[Entries from a pointing dataset]
"""

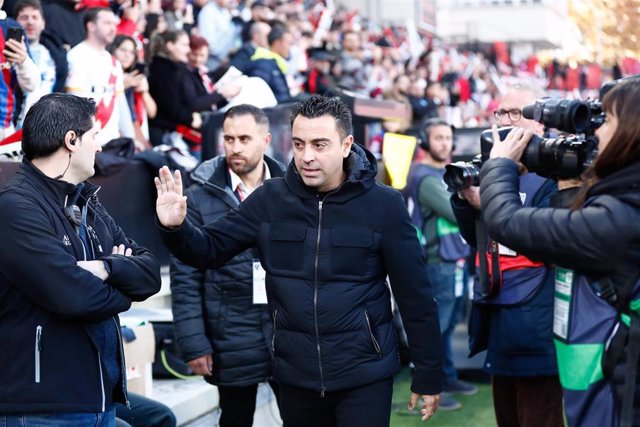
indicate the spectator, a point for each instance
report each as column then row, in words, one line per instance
column 64, row 20
column 215, row 25
column 46, row 50
column 260, row 12
column 232, row 354
column 270, row 65
column 19, row 72
column 167, row 74
column 319, row 80
column 398, row 93
column 514, row 324
column 179, row 16
column 64, row 313
column 328, row 236
column 353, row 72
column 202, row 94
column 136, row 86
column 259, row 38
column 94, row 73
column 597, row 282
column 446, row 252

"""

Rewrite the entries above, changing "spectator" to "audience member" and keeping everything else the same. Leave out the pictures.

Answer to the task |
indicate the audience member, a point for each instance
report each as column then row, in words, one line per instance
column 64, row 20
column 215, row 25
column 46, row 50
column 260, row 12
column 232, row 354
column 270, row 65
column 19, row 72
column 167, row 74
column 319, row 80
column 398, row 93
column 514, row 324
column 179, row 16
column 64, row 313
column 328, row 236
column 353, row 72
column 202, row 94
column 136, row 86
column 259, row 38
column 94, row 73
column 597, row 282
column 446, row 252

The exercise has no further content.